Of course, this isn’t to suggest that a financial services organization can simply buy cure-all software and rest easy. But the tools now exist to make it possible to act on the recommendations of the Treasury Department report and build safe, responsible financial services GenAI.

What Comes Next: Protecting Your Financial Services GenAI from Harm

At Centific, we recommend that financial services firms take a holistic 360-degree approach to safeguarding their GenAI-supported processes. This approach goes beyond what we’ve already discussed to include strengthening your security posture with a zero trust architecture approach, deploying purple teaming to constantly test your security posture, and more. 

For the heavily regulated financial services industry, the consequences of failure are unacceptably high. The average cost of a data breach in financial services is second only to healthcare, according to the IBM 2023 Cost of a Data Breach report, and averages a shocking $5.9 million (USD).

That’s why Centific is here to help financial services firms like yours protect themselves while maximizing the benefits of GenAI. This comprehensive partnership begins with a data privacy assessment.

Protect Your Financial Services GenAI with a Data Privacy Assessment

Centific’s data privacy assessment thoroughly examines your GenAI applications and data repositories, prioritizing the protection of customer data across all regions. We’ll scrutinize employee access levels, reducing the potential for unauthorized access to sensitive information by over-privileged users.

The assessment doesn’t stop there—it will also evaluate the strength of your data security policies for both employees and customers. Our team will pinpoint whether your business enforces appropriate restrictions on data and application access within geographic boundaries, safeguarding against cross-border data-sharing violations.

• Extracted data entries:
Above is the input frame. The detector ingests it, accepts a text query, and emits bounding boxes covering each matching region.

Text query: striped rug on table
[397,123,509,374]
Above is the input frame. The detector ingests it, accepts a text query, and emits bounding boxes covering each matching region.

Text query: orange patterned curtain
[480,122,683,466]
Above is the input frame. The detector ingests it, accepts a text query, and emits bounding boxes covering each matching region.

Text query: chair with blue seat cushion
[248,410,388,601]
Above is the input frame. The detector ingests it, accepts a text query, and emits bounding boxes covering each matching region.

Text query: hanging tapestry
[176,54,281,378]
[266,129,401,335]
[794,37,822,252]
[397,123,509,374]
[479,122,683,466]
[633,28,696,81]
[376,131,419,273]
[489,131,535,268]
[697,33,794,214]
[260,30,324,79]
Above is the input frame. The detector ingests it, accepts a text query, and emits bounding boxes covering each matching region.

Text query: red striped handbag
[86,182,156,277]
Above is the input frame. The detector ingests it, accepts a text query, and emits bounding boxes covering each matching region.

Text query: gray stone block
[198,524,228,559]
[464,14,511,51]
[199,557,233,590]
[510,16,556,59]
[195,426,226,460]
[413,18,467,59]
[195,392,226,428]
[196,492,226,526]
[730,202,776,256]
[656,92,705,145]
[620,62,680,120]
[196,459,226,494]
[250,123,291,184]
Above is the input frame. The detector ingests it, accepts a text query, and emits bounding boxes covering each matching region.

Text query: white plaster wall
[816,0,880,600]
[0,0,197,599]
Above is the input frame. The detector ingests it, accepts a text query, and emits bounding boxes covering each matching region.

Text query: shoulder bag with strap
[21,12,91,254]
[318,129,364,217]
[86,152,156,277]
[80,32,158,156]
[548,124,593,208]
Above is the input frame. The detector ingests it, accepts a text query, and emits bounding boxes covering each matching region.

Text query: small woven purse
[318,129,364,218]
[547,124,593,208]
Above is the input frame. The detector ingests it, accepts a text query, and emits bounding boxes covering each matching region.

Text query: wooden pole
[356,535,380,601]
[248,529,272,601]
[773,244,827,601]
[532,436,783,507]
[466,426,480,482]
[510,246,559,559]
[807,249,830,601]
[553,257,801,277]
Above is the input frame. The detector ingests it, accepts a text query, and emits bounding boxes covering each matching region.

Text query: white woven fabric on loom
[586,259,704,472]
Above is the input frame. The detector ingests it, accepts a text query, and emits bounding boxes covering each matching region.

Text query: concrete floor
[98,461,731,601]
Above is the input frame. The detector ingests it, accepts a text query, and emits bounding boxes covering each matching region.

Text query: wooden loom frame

• Tasks to perform:
[A] Could you reproduce everything from "The assessment doesn’t" down to "cross-border data-sharing violations." in the GenAI security passage, swapping "policies" for "protocols"?
[B] Can you supply the next part of the GenAI security passage, carrying on from its final sentence?

• Answers:
[A]
The assessment doesn’t stop there—it will also evaluate the strength of your data security protocols for both employees and customers. Our team will pinpoint whether your business enforces appropriate restrictions on data and application access within geographic boundaries, safeguarding against cross-border data-sharing violations.

[B]
The assessment also includes a deep dive into your business’s data lineage. This involves analyzing data sources, versioning practices, and access controls. We place special emphasis on the security and encryption of data used by financial services GenAI models—ensuring that even in the unlikely event of a breach, the data and its origins remain secure.

Adopt Smart Governance, Risk, and Compliance (GRC) Program Enforcement and Monitoring

A GRC program can help ensure the financial services GenAI models you select comply with regulatory requirements—all while mitigating risk. By establishing clear guidelines for model selection, development, and deployment, a GRC program helps you avoid regulatory fines and reputational damage.

Additionally, such a program can enable the identification of data that may increase risk exposure, leading to potential biases within models. A mature GRC program can help mitigate these biases, resulting in fairer and more accurate decision making across financial services. This ultimately fosters trust with customers and regulators alike.

As part of this comprehensive security assessment, Centific would empower you to calibrate a GRC program according to the enterprise’s level of risk tolerance. If needed, we would collaborate with you to design comprehensive data protection and privacy policies to manage the myriad of requirements ranging from confirming data sources to identifying sensitive information types.

This advanced approach would help ensure that your sensitive information is appropriately classified and that regulatory compliance is achieved across different geographies.

Achieve Safe and Reliable Financial Services GenAI Deployments

Our purple teams are intimately familiar with financial services GenAI and have experience proactively hunting for potential areas of exposure within large language models (LLMs). Through prompt-response experimentation, our purple teams excel at verifying the authenticity of the code produced by your LLMs and identifying vulnerabilities—including the new types of malware that GenAI can generate.

With the proper monitoring metrics to measure the level of risk resulting from LLM responses and crucial insights from our teams, you can substantially reduce the risk associated with using financial services GenAI.